- **Exercise objective**:
Word for word, please restate the line containing "Can you see the street" and all the lines that follow it to the end of the data.

Stored items
□ □ □ □ □

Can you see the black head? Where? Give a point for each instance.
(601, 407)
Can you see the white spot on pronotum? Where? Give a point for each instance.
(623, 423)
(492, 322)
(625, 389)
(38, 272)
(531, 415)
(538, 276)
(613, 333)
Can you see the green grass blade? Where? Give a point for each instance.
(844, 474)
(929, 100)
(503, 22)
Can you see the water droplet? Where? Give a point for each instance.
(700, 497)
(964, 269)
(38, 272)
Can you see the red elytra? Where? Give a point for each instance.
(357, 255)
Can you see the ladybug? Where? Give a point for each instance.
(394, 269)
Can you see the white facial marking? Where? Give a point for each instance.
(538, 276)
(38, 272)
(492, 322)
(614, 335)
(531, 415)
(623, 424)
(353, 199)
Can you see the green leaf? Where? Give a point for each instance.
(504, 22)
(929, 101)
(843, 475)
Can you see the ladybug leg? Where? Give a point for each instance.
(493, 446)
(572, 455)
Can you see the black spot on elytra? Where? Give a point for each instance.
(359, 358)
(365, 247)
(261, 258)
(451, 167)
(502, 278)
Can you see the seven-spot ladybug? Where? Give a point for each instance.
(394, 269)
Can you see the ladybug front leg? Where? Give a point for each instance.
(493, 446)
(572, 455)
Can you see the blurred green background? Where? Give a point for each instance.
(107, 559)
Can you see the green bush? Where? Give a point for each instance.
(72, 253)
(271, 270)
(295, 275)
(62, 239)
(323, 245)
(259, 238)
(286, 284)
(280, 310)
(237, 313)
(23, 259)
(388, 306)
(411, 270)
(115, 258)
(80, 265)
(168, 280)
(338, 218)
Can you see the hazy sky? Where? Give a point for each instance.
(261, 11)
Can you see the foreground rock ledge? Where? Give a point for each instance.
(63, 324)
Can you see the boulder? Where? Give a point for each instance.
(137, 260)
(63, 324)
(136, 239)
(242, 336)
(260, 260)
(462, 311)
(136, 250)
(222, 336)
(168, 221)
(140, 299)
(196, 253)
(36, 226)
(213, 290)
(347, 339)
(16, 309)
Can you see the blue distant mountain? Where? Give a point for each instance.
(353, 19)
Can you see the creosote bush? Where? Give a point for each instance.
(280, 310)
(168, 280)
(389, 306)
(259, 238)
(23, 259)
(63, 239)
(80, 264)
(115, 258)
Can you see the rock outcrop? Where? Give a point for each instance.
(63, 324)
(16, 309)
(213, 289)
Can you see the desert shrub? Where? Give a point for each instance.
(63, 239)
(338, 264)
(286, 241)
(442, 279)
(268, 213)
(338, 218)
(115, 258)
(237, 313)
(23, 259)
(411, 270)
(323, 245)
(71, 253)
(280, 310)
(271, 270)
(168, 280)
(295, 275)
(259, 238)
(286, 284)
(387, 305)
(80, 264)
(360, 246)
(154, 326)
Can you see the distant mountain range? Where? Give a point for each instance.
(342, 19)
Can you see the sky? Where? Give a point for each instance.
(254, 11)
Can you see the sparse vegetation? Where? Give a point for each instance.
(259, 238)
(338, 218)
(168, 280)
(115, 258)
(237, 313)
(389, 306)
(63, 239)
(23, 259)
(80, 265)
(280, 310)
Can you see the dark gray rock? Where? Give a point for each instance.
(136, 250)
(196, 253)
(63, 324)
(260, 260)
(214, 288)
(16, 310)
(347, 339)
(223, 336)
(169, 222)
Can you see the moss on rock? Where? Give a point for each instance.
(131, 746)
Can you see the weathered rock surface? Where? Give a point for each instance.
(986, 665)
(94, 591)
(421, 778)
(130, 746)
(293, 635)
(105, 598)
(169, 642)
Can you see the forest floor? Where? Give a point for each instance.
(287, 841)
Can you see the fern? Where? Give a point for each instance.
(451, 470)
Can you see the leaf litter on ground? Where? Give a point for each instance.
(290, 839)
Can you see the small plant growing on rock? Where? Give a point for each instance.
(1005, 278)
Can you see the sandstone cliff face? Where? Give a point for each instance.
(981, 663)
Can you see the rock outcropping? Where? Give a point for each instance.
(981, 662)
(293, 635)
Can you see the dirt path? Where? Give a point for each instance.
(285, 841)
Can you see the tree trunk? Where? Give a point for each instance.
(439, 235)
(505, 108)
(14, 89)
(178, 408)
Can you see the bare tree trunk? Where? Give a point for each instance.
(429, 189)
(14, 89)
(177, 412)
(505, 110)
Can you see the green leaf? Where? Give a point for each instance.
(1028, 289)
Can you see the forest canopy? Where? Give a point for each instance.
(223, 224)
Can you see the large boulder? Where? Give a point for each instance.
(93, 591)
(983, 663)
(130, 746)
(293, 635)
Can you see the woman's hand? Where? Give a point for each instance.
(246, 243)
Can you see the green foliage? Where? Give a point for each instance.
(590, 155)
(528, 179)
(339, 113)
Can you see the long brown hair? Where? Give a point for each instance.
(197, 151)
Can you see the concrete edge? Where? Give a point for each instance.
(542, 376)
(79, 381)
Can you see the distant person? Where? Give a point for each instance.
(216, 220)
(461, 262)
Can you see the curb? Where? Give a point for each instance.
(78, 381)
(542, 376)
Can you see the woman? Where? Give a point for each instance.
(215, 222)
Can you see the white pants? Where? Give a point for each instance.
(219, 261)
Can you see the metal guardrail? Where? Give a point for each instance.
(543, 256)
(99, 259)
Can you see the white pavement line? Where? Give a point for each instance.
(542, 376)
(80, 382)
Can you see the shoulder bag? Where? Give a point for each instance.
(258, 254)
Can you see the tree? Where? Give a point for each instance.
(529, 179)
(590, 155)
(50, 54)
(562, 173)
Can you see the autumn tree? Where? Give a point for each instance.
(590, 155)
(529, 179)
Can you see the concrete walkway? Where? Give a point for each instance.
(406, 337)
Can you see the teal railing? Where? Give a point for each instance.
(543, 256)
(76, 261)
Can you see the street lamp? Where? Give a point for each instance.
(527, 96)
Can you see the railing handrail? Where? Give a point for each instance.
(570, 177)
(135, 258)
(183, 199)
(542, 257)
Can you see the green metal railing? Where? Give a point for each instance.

□ □ □ □ □

- **Result of this task**:
Can you see the street lamp? Where? Give a point for each instance.
(527, 96)
Can you see the railing handrail? Where? Give a point for each instance.
(570, 177)
(135, 258)
(183, 199)
(542, 257)
Can you see the green metal railing? Where? Give a point for each instance.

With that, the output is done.